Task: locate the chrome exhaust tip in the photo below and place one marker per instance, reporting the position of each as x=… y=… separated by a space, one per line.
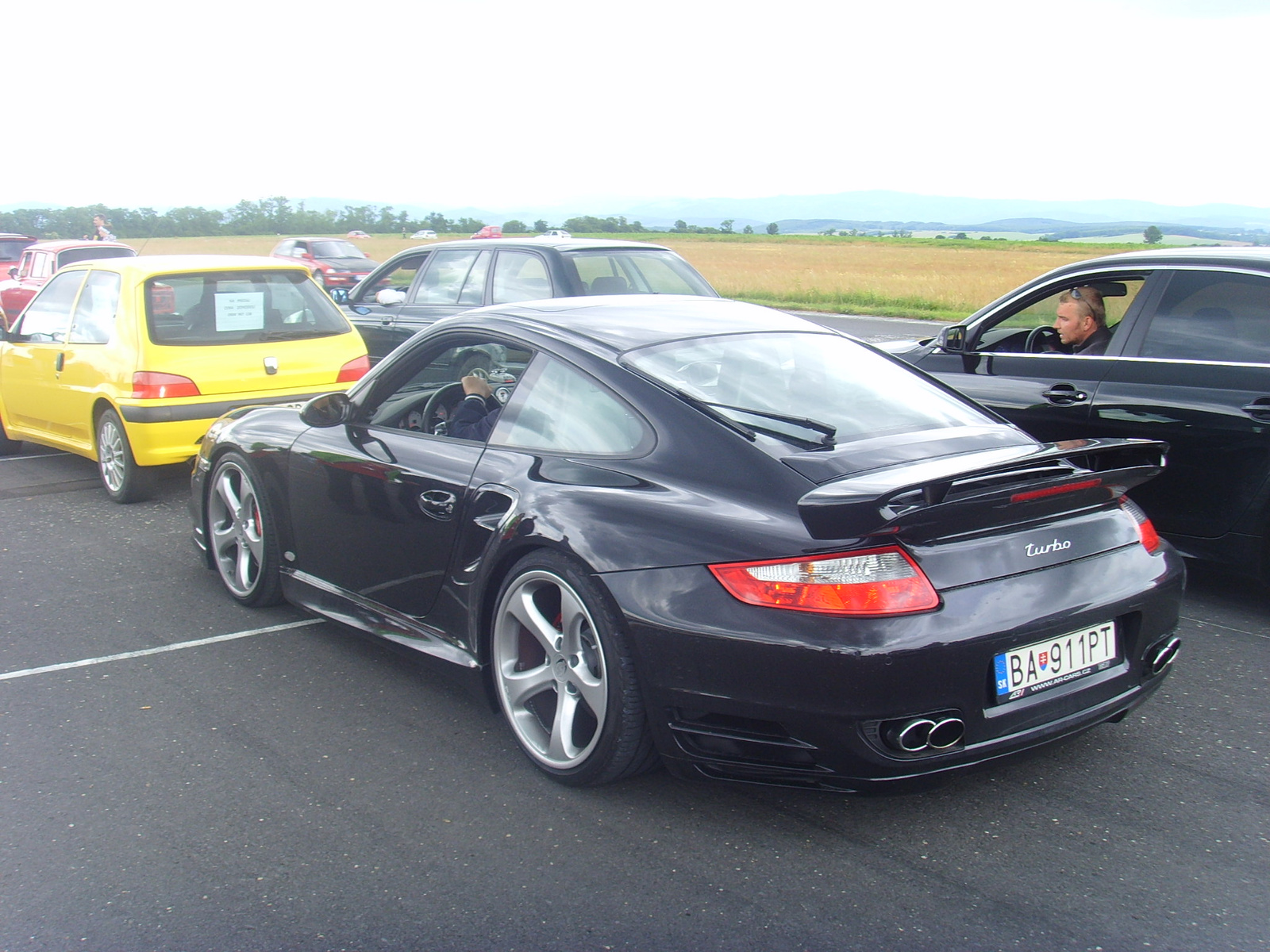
x=1159 y=658
x=925 y=734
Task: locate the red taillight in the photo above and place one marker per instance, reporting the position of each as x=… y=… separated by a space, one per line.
x=1146 y=531
x=353 y=370
x=876 y=582
x=149 y=385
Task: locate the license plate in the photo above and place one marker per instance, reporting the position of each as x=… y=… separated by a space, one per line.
x=1047 y=664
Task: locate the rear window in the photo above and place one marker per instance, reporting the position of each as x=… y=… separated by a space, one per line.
x=12 y=251
x=637 y=272
x=86 y=254
x=336 y=249
x=238 y=308
x=800 y=386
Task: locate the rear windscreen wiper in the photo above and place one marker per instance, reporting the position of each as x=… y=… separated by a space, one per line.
x=827 y=429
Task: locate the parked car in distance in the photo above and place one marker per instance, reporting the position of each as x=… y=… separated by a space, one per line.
x=1187 y=363
x=336 y=263
x=41 y=260
x=711 y=535
x=422 y=285
x=127 y=361
x=10 y=249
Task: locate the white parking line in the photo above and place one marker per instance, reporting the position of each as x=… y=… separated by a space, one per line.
x=178 y=647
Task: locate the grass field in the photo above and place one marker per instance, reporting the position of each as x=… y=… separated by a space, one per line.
x=897 y=277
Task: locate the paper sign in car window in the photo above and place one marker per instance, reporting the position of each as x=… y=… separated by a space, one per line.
x=241 y=310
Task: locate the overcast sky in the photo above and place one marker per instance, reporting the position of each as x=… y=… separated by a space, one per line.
x=541 y=105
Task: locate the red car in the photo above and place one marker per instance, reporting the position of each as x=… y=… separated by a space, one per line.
x=41 y=260
x=12 y=248
x=336 y=263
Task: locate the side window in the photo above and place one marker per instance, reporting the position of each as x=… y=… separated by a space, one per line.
x=425 y=395
x=1212 y=317
x=520 y=276
x=94 y=314
x=1010 y=330
x=448 y=276
x=568 y=412
x=48 y=314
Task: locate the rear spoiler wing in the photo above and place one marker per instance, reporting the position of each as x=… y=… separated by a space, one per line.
x=981 y=489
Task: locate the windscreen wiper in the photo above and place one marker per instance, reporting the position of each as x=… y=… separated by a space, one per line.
x=827 y=429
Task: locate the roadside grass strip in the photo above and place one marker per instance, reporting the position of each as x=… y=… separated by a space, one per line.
x=160 y=651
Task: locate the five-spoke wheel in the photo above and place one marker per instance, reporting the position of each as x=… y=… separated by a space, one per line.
x=241 y=533
x=564 y=676
x=125 y=482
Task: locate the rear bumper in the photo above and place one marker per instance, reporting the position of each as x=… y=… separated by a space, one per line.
x=768 y=696
x=171 y=433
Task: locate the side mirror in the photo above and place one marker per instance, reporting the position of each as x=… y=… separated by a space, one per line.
x=952 y=340
x=327 y=410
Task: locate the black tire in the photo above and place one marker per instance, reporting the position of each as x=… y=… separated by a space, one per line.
x=241 y=533
x=8 y=447
x=124 y=480
x=564 y=676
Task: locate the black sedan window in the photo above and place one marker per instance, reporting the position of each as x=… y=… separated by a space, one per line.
x=803 y=387
x=1212 y=317
x=567 y=412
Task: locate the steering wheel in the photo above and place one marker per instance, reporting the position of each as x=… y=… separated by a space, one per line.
x=441 y=397
x=1041 y=340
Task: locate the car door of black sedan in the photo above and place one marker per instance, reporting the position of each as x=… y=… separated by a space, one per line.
x=1049 y=393
x=1197 y=374
x=375 y=511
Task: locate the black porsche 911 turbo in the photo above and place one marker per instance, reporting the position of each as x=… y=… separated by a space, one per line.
x=706 y=533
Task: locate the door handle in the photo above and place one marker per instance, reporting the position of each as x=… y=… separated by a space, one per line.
x=438 y=503
x=1064 y=395
x=1257 y=409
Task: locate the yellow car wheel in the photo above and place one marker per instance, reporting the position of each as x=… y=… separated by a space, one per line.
x=125 y=482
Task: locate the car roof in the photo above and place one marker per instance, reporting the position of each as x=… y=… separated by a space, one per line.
x=625 y=321
x=63 y=244
x=144 y=266
x=544 y=241
x=1257 y=255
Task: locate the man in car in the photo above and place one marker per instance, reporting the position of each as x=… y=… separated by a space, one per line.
x=473 y=419
x=1081 y=321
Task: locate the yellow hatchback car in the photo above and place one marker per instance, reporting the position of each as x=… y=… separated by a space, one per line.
x=127 y=361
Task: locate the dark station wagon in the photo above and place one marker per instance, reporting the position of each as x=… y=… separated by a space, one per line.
x=423 y=285
x=1187 y=362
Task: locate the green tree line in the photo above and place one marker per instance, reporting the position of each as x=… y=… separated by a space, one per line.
x=268 y=216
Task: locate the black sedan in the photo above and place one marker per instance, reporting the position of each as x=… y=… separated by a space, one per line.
x=708 y=533
x=423 y=285
x=1187 y=362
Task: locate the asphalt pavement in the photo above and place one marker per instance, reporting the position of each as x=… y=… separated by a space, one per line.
x=182 y=774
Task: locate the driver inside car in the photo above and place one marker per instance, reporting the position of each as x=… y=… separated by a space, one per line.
x=473 y=418
x=1081 y=321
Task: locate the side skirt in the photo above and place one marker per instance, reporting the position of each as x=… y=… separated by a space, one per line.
x=349 y=608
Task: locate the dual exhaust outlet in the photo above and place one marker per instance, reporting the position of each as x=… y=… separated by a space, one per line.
x=929 y=734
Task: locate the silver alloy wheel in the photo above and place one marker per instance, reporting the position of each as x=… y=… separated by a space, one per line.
x=550 y=670
x=235 y=528
x=111 y=455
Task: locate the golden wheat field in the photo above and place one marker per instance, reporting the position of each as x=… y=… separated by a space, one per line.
x=895 y=277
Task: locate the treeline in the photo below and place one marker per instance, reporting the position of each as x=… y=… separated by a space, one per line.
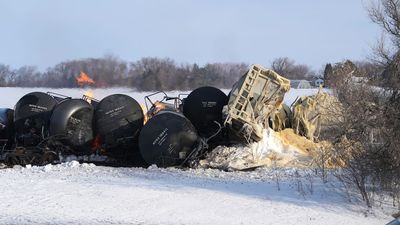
x=146 y=74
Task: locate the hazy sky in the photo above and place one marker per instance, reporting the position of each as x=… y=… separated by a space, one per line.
x=45 y=32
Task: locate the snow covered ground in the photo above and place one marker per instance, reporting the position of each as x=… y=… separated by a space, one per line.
x=73 y=193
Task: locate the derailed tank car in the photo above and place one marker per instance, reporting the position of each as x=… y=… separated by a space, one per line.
x=6 y=127
x=168 y=139
x=203 y=107
x=118 y=121
x=72 y=124
x=32 y=117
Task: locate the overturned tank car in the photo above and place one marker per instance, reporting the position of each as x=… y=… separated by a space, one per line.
x=118 y=121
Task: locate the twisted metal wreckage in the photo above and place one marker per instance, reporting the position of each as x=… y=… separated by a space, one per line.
x=187 y=130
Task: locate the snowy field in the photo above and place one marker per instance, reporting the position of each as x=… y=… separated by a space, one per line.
x=73 y=193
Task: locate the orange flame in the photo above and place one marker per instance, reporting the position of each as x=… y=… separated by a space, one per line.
x=84 y=79
x=89 y=93
x=158 y=106
x=145 y=113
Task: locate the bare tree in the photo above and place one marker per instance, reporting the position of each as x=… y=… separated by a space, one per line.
x=289 y=69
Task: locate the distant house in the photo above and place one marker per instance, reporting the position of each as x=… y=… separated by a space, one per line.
x=318 y=82
x=300 y=84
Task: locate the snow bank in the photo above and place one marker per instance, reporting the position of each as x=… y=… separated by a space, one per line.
x=73 y=193
x=272 y=150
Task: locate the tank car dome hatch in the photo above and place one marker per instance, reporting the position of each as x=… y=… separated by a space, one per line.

> ACTION ITEM: The data above should be returned in full, exactly as written, apart from its images.

> SOLUTION FOR THIS PROBLEM:
Task: locate the chrome exhaust tip in the photo below and place one marker per instance, reporting the position of each as x=… y=… separated by a space, one per line.
x=1159 y=658
x=925 y=734
Task: locate the red taillight in the photo above and place one marker per instance, reporting the position of each as x=… y=… separated by a space, one per line.
x=1146 y=531
x=353 y=370
x=876 y=582
x=149 y=385
Task: locate the license plate in the photo above and place one marker per instance, reporting the position of each as x=… y=… separated by a space, one per line.
x=1047 y=664
Task: locate the rear window in the photo above and place one marker per instance, reporting the position of each as x=… y=… separated by a space, one per line.
x=12 y=251
x=637 y=272
x=86 y=254
x=336 y=249
x=238 y=308
x=800 y=386
Task: locate the rear windscreen wiper in the photo above and place one marker per instance, reporting the position of each as x=… y=… separated by a space, one per line.
x=827 y=429
Task: locate the parked car in distance in the photo above and place one marker per instance, reporting the position of each as x=… y=… separated by a space, one per line.
x=1187 y=363
x=336 y=263
x=41 y=260
x=711 y=535
x=422 y=285
x=127 y=361
x=10 y=249
Task: locate the white parking line in the photo above and place one marker per instance, reporting the position of each as x=… y=… separated by a space, one per line.
x=178 y=647
Task: locate the grass field in the photo above and place one marker per instance, reporting the position of each as x=… y=… separated by a space, one per line.
x=897 y=277
Task: locate the paper sign in car window in the photo above and place one marker per instance, reporting the position of each as x=… y=… separated by a space, one per line.
x=241 y=310
Task: locate the overcast sky in the photo above and place one marker per instance, reporting the position of each as x=… y=… separated by a space, one per line.
x=541 y=105
Task: locate the red car in the photo above and place one marker per instance, reporting the position of each as x=… y=… separated by a space, one per line.
x=41 y=260
x=12 y=248
x=336 y=263
Task: locate the side window in the photo above and place one marker per instance, reporting the position of each as x=… y=… separated by a space, one per line.
x=425 y=395
x=1212 y=317
x=520 y=276
x=94 y=314
x=1010 y=330
x=448 y=276
x=568 y=412
x=48 y=314
Task: locate the rear spoiler wing in the photo above and place one marker per instance, reporting the position of each as x=… y=… separated by a space, one per line.
x=981 y=489
Task: locate the windscreen wiper in the photo above and place one marker per instance, reporting the position of each as x=… y=… separated by a space, one per line.
x=827 y=429
Task: locate the roadside grass strip in the photo above and place one marker per instance, reporting the position of each as x=… y=… separated by a space, one per line.
x=160 y=651
Task: locate the five-spoke wheel in the photo above and place one marker per instance, reporting the position of each as x=… y=… separated by a space, one per line.
x=241 y=533
x=564 y=676
x=125 y=482
Task: locate the rear bumper in the photo above and place one marker per instance, reporting the position of each as x=… y=… separated by a space, one per line.
x=768 y=696
x=171 y=433
Task: locate the side mirror in the photo above and place one marker per instance, reporting the position of each as x=… y=… separated by a space, one per line.
x=952 y=340
x=327 y=410
Task: locate the black tire in the photo above and place one marker per instance, reporting the position of each as x=… y=… separated by a space, one per line.
x=241 y=533
x=8 y=447
x=124 y=480
x=564 y=676
Task: locate the black sedan window in the photo above and place one marker per instance, reporting the position of each as x=… y=… separated by a space, one per line.
x=803 y=387
x=1212 y=317
x=567 y=412
Task: locate the steering wheel in the photo above and place one marker per instance, reporting the position of each as x=… y=… separated by a space, one per line.
x=441 y=397
x=1041 y=340
Task: locate the car door of black sedan in the photo above and place one marker per instance, reporting the position of each as x=… y=… separated by a space, one per line.
x=1049 y=393
x=1197 y=374
x=375 y=511
Task: locate the black porsche 911 turbo in the photo above and place one marker per instance, reporting the position of each as x=… y=… separated by a space, one per line.
x=706 y=533
Task: locate the door handle in the photo above and place one marker per instance, reporting the position of each as x=… y=… separated by a space, one per line.
x=438 y=503
x=1064 y=395
x=1257 y=409
Task: locate the yellow car wheel in the photo above and place one marker per instance, reporting the position of each as x=… y=… separated by a space, one per line.
x=125 y=482
Task: locate the car roof in the photo above and place one marker per instance, reporting the position of each as x=… y=… separated by a space, one per line.
x=625 y=321
x=63 y=244
x=144 y=266
x=544 y=241
x=1257 y=255
Task: locate the man in car in the photo above and place one marker per instance, reporting the position of each as x=… y=… separated by a space, one per line.
x=473 y=419
x=1081 y=321
Task: locate the yellow hatchback car in the photo above and place one marker per instance, reporting the position of each as x=… y=… separated by a space, one per line.
x=127 y=361
Task: locate the dark station wagon in the photo above and place one marker per instance, reporting the position of each as x=… y=… separated by a space, one per line.
x=423 y=285
x=1187 y=362
Task: locate the green tree line in the photo above and place one marker per instance, reporting the position of each as x=… y=… separated by a space, one per line.
x=268 y=216
Task: locate the black sedan in the photo above and place one marker per instance, reporting the position of each as x=… y=… separated by a space, one per line.
x=708 y=533
x=423 y=285
x=1187 y=362
Task: locate the asphalt pavement in the photo above and place one marker per instance, reporting the position of each as x=… y=… separated by a space, one per line.
x=182 y=774
Task: locate the driver inside car in the photo above and place one marker per instance, reporting the position of each as x=… y=… separated by a space, one per line.
x=473 y=418
x=1081 y=321
Task: locate the side skirt in the photo above and place one marker per instance, reporting the position of each as x=… y=… separated by a space, one per line.
x=349 y=608
Task: locate the dual exhaust outlet in the photo above and place one marker per instance, reporting the position of each as x=… y=… separated by a space, one per line.
x=929 y=734
Task: locate the silver alloy wheel in the photo above and place one marker per instance, reporting the position of each as x=… y=… separated by a space, one per line.
x=550 y=670
x=235 y=528
x=111 y=455
Task: locate the golden wheat field in the photo above and place one marker per instance, reporting the position of each as x=… y=… separated by a space, one per line.
x=895 y=277
Task: locate the treeline in the photo below and place one marker per instance, reporting the position of each as x=… y=… separated by a space, one per line.
x=146 y=74
Task: locate the hazy sky in the photo above and place one marker per instance, reporting the position of each as x=… y=… separated by a space, one per line.
x=45 y=32
Task: locate the snow covered ground in the photo above and place one marker per instance, reporting the position of each as x=… y=… separated by a space, one per line.
x=73 y=193
Task: locate the derailed tank car in the photo above and place one marker per instance, reporting the position of each as x=… y=… separated by a space, one per line.
x=6 y=127
x=168 y=139
x=203 y=107
x=118 y=121
x=72 y=124
x=32 y=117
Task: locate the overturned tank car in the photo above and place one marker per instance, reporting the position of each as x=… y=… separated by a space, one per line.
x=118 y=121
Task: locate the twisted metal wreckage in the photo above and place one marker per instance, reporting the position of each as x=… y=… separated by a space, one per line.
x=187 y=130
Task: locate the snowy field in the photo above and place one marker per instance, reporting the position of each as x=… y=… separated by a space, one per line.
x=73 y=193
Task: locate the orange flame in the photo above and place one marker per instance, reporting the position of each as x=… y=… separated by a space, one per line.
x=84 y=79
x=89 y=93
x=158 y=106
x=145 y=113
Task: locate the bare tree in the photo above and place one marker per instance, reporting the position of each as x=… y=… separated by a space, one per line.
x=289 y=69
Task: locate the distant house in the photo above and place one marker per instance, reporting the position of each as x=… y=… separated by a space, one per line.
x=318 y=82
x=300 y=84
Task: locate the snow bank in the photo above and place one marker per instance, reporting the position of each as x=… y=… separated by a space, one per line.
x=73 y=193
x=272 y=150
Task: locate the tank car dome hatch in the photo above and place one marker per instance, reporting the position of each as x=… y=… separated by a space, one per line.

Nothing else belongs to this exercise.